--- Start ---

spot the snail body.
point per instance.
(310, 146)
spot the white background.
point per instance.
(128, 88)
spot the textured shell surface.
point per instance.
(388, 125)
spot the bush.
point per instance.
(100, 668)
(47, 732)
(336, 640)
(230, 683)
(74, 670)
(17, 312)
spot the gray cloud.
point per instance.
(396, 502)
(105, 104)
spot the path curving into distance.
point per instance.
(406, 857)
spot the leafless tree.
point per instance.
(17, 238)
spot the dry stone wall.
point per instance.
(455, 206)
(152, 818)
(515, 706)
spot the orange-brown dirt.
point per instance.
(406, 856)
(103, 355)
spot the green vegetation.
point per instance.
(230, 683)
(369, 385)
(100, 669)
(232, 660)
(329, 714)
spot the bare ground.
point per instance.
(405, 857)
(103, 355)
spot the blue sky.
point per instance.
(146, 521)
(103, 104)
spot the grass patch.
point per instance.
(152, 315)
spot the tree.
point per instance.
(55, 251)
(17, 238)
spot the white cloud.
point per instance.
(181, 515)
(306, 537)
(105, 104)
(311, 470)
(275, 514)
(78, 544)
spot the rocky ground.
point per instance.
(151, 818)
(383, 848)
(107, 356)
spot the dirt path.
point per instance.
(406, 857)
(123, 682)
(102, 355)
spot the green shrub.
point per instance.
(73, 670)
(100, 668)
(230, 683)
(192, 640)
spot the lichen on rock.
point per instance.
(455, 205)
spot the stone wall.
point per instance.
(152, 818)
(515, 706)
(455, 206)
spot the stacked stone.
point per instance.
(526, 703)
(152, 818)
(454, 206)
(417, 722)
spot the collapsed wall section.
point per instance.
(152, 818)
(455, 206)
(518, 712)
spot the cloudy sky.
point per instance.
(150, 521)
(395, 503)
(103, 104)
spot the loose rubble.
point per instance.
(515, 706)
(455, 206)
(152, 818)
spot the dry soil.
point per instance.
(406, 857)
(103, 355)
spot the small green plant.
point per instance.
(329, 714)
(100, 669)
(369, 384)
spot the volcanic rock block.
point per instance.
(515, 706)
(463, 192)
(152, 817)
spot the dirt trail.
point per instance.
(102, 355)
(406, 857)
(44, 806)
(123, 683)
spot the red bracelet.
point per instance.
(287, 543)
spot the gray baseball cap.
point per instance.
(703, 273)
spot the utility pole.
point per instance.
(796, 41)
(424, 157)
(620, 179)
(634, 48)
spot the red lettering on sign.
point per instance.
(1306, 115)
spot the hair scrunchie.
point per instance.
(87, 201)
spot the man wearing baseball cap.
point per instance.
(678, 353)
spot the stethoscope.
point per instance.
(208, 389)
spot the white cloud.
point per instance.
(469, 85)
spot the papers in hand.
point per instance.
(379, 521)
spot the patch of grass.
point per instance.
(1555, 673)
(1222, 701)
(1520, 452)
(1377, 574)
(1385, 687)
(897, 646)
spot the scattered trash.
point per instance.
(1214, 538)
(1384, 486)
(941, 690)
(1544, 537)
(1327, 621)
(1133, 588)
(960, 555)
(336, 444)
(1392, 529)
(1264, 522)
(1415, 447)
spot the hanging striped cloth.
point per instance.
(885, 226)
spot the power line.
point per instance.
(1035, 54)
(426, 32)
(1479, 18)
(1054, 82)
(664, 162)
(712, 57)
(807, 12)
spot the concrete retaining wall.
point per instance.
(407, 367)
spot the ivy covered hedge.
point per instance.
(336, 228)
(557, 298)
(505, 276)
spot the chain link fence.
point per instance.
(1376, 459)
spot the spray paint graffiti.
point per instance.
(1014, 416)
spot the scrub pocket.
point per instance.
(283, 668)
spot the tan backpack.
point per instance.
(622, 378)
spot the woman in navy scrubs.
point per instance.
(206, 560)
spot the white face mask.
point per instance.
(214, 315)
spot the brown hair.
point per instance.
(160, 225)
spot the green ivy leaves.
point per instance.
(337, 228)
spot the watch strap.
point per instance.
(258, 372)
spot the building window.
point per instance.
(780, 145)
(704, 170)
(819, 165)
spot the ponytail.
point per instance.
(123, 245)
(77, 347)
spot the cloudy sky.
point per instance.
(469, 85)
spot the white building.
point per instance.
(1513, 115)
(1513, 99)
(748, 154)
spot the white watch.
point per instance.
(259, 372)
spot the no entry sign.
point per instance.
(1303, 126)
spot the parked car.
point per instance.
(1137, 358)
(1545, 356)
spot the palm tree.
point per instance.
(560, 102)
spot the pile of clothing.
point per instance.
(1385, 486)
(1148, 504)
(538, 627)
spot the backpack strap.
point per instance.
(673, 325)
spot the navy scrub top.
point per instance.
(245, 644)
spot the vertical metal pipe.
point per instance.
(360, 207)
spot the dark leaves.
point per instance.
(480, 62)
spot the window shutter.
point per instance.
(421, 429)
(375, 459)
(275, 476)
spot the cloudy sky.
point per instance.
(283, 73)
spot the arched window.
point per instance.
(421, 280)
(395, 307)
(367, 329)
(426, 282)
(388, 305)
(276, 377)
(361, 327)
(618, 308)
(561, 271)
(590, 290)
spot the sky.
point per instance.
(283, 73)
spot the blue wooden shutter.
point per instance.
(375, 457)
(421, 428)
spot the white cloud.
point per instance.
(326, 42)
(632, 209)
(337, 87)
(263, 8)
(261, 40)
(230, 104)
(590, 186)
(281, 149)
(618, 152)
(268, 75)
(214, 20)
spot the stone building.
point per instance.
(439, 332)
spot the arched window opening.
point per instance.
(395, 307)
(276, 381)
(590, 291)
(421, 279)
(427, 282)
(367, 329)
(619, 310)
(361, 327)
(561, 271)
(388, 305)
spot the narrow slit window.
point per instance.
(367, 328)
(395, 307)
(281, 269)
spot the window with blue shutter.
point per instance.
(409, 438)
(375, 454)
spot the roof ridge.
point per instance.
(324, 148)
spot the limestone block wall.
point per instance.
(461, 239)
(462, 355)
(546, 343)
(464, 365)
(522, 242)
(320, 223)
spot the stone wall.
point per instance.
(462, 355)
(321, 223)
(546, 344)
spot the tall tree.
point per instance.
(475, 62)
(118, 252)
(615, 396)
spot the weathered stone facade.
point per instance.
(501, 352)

--- End ---

Rewrite all of the records above, substituting "one point for each instance" for every occurrence of "point per instance" and leaving everything else unchanged.

### THE REPLY
spot the snail body.
one point for each instance.
(310, 146)
spot the white background.
one point for each instance.
(128, 88)
spot the textured shell surface.
one point for each instance.
(388, 125)
spot the bush.
one point for each instance.
(100, 668)
(47, 732)
(336, 640)
(230, 683)
(74, 670)
(17, 312)
spot the gray cloud.
one point for each instance.
(396, 502)
(105, 104)
spot the path curving into distance.
one point for each instance.
(406, 857)
spot the leafless tree.
one point for each instance.
(17, 238)
spot the dry stone wall.
one point for each instance.
(455, 206)
(152, 818)
(515, 706)
spot the orange-brown dirt.
one point for each instance.
(406, 856)
(103, 355)
spot the green vegetation.
one point for each instance.
(230, 683)
(369, 385)
(100, 669)
(232, 660)
(329, 714)
spot the bare ground.
one point for each instance.
(405, 857)
(103, 355)
spot the blue sky.
one point for each instance.
(146, 521)
(103, 104)
spot the grass patch.
one point for each instance.
(152, 315)
spot the tree.
one point for each instance.
(55, 251)
(17, 238)
spot the white cloud.
one point for each instance.
(181, 515)
(306, 537)
(105, 104)
(311, 470)
(275, 514)
(78, 544)
spot the rocky ground.
one point for each instance.
(151, 818)
(383, 848)
(107, 356)
spot the dirt path.
one point for each instance.
(406, 857)
(123, 682)
(102, 355)
spot the green shrub.
one point for each instance.
(73, 670)
(100, 668)
(230, 683)
(192, 640)
spot the lichen on rock.
one point for each instance.
(455, 205)
spot the stone wall.
one point for each instance.
(152, 818)
(515, 706)
(455, 206)
spot the stacked stone.
one point for each instance.
(526, 703)
(152, 818)
(454, 206)
(417, 722)
spot the collapsed wall section.
one point for each instance.
(152, 818)
(455, 206)
(518, 712)
spot the cloudy sky.
one point for each instance.
(150, 521)
(395, 503)
(103, 104)
spot the loose rubble.
one point for each instance.
(515, 706)
(455, 206)
(152, 818)
spot the dry soil.
one point for each instance.
(406, 857)
(103, 355)
spot the small green plant.
one point for each instance.
(329, 714)
(100, 669)
(369, 384)
spot the volcanic rock block.
one point for each instance.
(515, 706)
(463, 192)
(152, 817)
spot the dirt trail.
one point for each instance.
(102, 355)
(406, 857)
(44, 806)
(123, 683)
spot the red bracelet.
one point for each instance.
(287, 543)
spot the gray baseball cap.
one point for each instance.
(703, 273)
spot the utility pole.
one point for each instance.
(796, 41)
(424, 157)
(620, 179)
(634, 48)
spot the red lettering on sign.
one point for each instance.
(1306, 115)
spot the hair scrunchie.
one point for each instance.
(87, 201)
spot the man wearing baseball cap.
one point for each instance.
(678, 353)
spot the stethoscope.
one point for each instance.
(208, 389)
spot the white cloud.
one point for each instance.
(469, 85)
spot the papers in hand.
one point for each instance.
(379, 521)
spot the patch of grass.
one point for each instance.
(1555, 673)
(1222, 701)
(1520, 452)
(1377, 574)
(1385, 687)
(897, 646)
spot the scattered trash.
one point for each instance.
(1214, 538)
(1384, 486)
(941, 690)
(1544, 537)
(1327, 621)
(1133, 588)
(960, 555)
(336, 444)
(1392, 529)
(1264, 522)
(1415, 447)
spot the hanging striped cloth.
one point for each instance.
(885, 226)
spot the power line.
one point for each instance.
(1035, 54)
(426, 32)
(1479, 18)
(1054, 82)
(664, 162)
(712, 57)
(807, 12)
spot the concrete retaining wall.
one point for each instance.
(407, 367)
spot the ivy covered hedge.
one point for each instance.
(336, 228)
(557, 298)
(505, 276)
spot the chain link fence.
one point for each instance.
(1376, 459)
spot the spray paint graffiti.
one point for each instance.
(1014, 416)
spot the scrub pocket.
one point for each instance.
(283, 668)
spot the tan backpack.
one point for each instance.
(622, 378)
spot the woman in navy scrubs.
one point for each instance.
(206, 560)
spot the white face mask.
one point for each instance.
(214, 315)
spot the brown hair.
one point for each instance.
(160, 225)
spot the green ivy leaves.
one point for each instance.
(337, 228)
spot the watch strap.
one point for each instance.
(258, 372)
spot the building window.
one point for each instance.
(780, 145)
(704, 170)
(819, 165)
spot the ponytail.
one point for each instance.
(123, 245)
(77, 347)
spot the cloudy sky.
one point for each instance.
(469, 85)
spot the white building.
one point for each instance.
(1513, 115)
(1513, 99)
(748, 154)
spot the white watch.
one point for each instance.
(259, 372)
spot the no entry sign.
one point for each instance.
(1303, 126)
spot the parked car.
one point for each instance.
(1137, 358)
(1545, 356)
spot the palm tree.
one point for each instance.
(560, 102)
spot the pile of clothing.
one point for each instance.
(1385, 486)
(1148, 504)
(538, 627)
spot the backpack strap.
one point for each instance.
(673, 325)
spot the navy scrub top.
one point for each instance.
(245, 644)
spot the vertical metal pipe.
one point for each instance.
(360, 207)
spot the dark leaves.
one point for each instance.
(480, 62)
spot the window shutter.
one point for each instance.
(421, 429)
(375, 459)
(275, 476)
spot the cloudy sky.
one point for each instance.
(283, 73)
spot the arched window.
one point for each instance.
(421, 280)
(395, 307)
(367, 329)
(426, 282)
(388, 305)
(276, 377)
(361, 327)
(618, 308)
(561, 271)
(590, 290)
spot the sky.
one point for each instance.
(283, 73)
spot the blue wooden shutter.
one point for each instance.
(375, 457)
(421, 428)
spot the white cloud.
one point for each instance.
(326, 42)
(632, 209)
(337, 87)
(263, 8)
(261, 40)
(230, 104)
(590, 186)
(281, 149)
(618, 152)
(268, 75)
(214, 20)
spot the stone building.
one point for each instance.
(439, 332)
spot the arched window opening.
one point for each instance.
(395, 307)
(276, 381)
(590, 291)
(421, 279)
(427, 282)
(367, 329)
(619, 310)
(361, 327)
(561, 271)
(388, 305)
spot the narrow slit window.
one point for each instance.
(367, 328)
(395, 307)
(281, 269)
spot the window with blue shutter.
one point for each instance.
(409, 438)
(375, 454)
spot the roof ridge.
one point for each instance.
(324, 148)
spot the limestone block wall.
one point for each instance.
(461, 239)
(462, 355)
(546, 343)
(464, 365)
(522, 242)
(320, 223)
spot the stone wall.
one point for each instance.
(462, 355)
(321, 223)
(546, 344)
spot the tall tree.
one point for each instance.
(475, 62)
(118, 252)
(615, 396)
spot the weathered stone facade.
one point for each instance.
(501, 352)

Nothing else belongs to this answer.